== Tasks to perform ==
A: Retype the passage on relevance-based text classification word for word, from beginning to end.
B: From the records, pull out every line that contains the string "tower", treating uppercase and lowercase as different.

== Given text ==
Additional validations of the second and third sets of content
items and classification tags may also be obtained through the GUI
and used to further update the statistical model.
[0067] FIG. 5 shows a flowchart illustrating the process of
performing relevance-based classification of text in accordance
with the disclosed embodiments. In one or more embodiments, one or
more of the steps may be omitted, repeated, and/or performed in a
different order. Accordingly, the specific arrangement of steps
shown in FIG. 5 should not be construed as limiting the scope of
the embodiments.
[0068] Initially, validated training data containing a first set of
content items and a first set of relevance tags that identify the
first set of content items as relevant to one or more topics by one
or more domain experts is obtained (operation 502). For example,
the domain experts may add relevance tags to content items that are
relevant to one or more products or features associated with an
online professional network.
[0069] Next, the validated training data is used to produce a
statistical model for classifying the relevance of content to the
topic(s) (operation 504). For example, the validated training data
may be used to create an SVM, naive Bayes classifier, logistic
regression model, and/or other type of model that classifies each
content item in the first set of content items as relevant to or
not relevant to a given topic based on the relevance tags for the
content item. To produce the statistical model, a set of features
may be generated from the content item and provided as input to the
statistical model. The features may include a number of proper
nouns, a number of emoticons, a number of words, a number of
sentences, an average number of words in a sentence, a percentage
of special characters, a percentage of emoticon characters, and/or
a number of URLs in the content item. The features may also include
one or more n-grams and/or topics in the content item, including a
flag for a topic related to social media (e.g., mentioning a social
media site) in the content item. Finally, the features may include
profile data for a creator of the content item. As a result, the
statistical model may be trained to identify patterns in the
features that indicate relevance to a given topic.

== Records supplied ==
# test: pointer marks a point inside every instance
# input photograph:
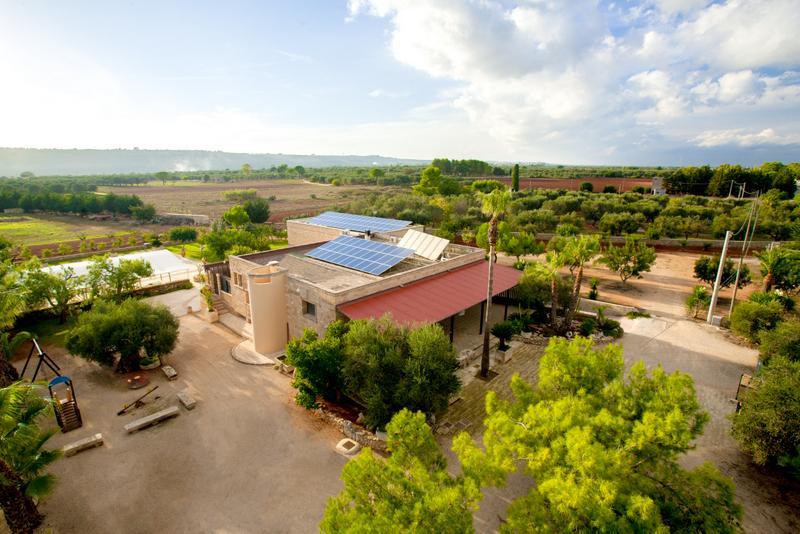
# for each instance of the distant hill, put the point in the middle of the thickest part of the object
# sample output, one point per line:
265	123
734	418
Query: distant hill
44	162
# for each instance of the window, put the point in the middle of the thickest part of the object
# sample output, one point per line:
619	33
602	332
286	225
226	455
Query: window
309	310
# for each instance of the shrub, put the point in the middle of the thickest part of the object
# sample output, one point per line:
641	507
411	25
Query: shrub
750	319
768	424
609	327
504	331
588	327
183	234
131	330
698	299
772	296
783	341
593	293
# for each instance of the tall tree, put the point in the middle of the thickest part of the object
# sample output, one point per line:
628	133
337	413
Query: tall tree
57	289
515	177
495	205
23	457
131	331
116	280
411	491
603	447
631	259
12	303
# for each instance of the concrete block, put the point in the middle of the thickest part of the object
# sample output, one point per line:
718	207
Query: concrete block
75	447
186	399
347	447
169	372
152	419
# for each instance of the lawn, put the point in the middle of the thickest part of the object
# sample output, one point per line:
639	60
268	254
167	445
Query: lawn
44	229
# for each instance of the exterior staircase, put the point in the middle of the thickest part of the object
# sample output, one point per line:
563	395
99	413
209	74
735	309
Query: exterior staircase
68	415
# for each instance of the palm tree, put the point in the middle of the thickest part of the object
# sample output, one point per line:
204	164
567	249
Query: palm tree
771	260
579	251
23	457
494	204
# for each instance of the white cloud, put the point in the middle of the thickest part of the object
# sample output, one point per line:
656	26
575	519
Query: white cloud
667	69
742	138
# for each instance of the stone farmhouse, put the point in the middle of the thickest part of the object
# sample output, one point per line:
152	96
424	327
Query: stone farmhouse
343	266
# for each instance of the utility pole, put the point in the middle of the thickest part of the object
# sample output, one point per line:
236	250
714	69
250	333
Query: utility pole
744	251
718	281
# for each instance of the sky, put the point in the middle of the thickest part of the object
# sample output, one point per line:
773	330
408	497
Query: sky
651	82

...

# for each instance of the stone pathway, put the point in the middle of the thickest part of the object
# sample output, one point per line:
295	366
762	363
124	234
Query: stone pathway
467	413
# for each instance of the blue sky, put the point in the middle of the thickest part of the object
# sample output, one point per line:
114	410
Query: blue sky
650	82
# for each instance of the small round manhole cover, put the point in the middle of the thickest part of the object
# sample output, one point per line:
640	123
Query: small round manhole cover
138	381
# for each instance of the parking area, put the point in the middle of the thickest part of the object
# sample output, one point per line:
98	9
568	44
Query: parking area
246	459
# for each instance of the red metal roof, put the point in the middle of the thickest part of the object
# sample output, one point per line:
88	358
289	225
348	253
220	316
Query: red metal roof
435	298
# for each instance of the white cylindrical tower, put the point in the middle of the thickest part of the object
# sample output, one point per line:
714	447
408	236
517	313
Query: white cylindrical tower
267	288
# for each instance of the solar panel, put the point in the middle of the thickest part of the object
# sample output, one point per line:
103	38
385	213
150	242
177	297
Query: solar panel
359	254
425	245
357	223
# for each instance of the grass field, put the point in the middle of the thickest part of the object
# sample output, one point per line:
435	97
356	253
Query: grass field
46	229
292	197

== In response ==
A:
Additional validations of the second and third sets of content
items and classification tags may also be obtained through the GUI
and used to further update the statistical model.
[0067] FIG. 5 shows a flowchart illustrating the process of
performing relevance-based classification of text in accordance
with the disclosed embodiments. In one or more embodiments, one or
more of the steps may be omitted, repeated, and/or performed in a
different order. Accordingly, the specific arrangement of steps
shown in FIG. 5 should not be construed as limiting the scope of
the embodiments.
[0068] Initially, validated training data containing a first set of
content items and a first set of relevance tags that identify the
first set of content items as relevant to one or more topics by one
or more domain experts is obtained (operation 502). For example,
the domain experts may add relevance tags to content items that are
relevant to one or more products or features associated with an
online professional network.
[0069] Next, the validated training data is used to produce a
statistical model for classifying the relevance of content to the
topic(s) (operation 504). For example, the validated training data
may be used to create an SVM, naive Bayes classifier, logistic
regression model, and/or other type of model that classifies each
content item in the first set of content items as relevant to or
not relevant to a given topic based on the relevance tags for the
content item. To produce the statistical model, a set of features
may be generated from the content item and provided as input to the
statistical model. The features may include a number of proper
nouns, a number of emoticons, a number of words, a number of
sentences, an average number of words in a sentence, a percentage
of special characters, a percentage of emoticon characters, and/or
a number of URLs in the content item. The features may also include
one or more n-grams and/or topics in the content item, including a
flag for a topic related to social media (e.g., mentioning a social
media site) in the content item. Finally, the features may include
profile data for a creator of the content item. As a result, the
statistical model may be trained to identify patterns in the
features that indicate relevance to a given topic.

B:
# for each instance of the white cylindrical tower, put the point in the middle of the thickest part of the object
Query: white cylindrical tower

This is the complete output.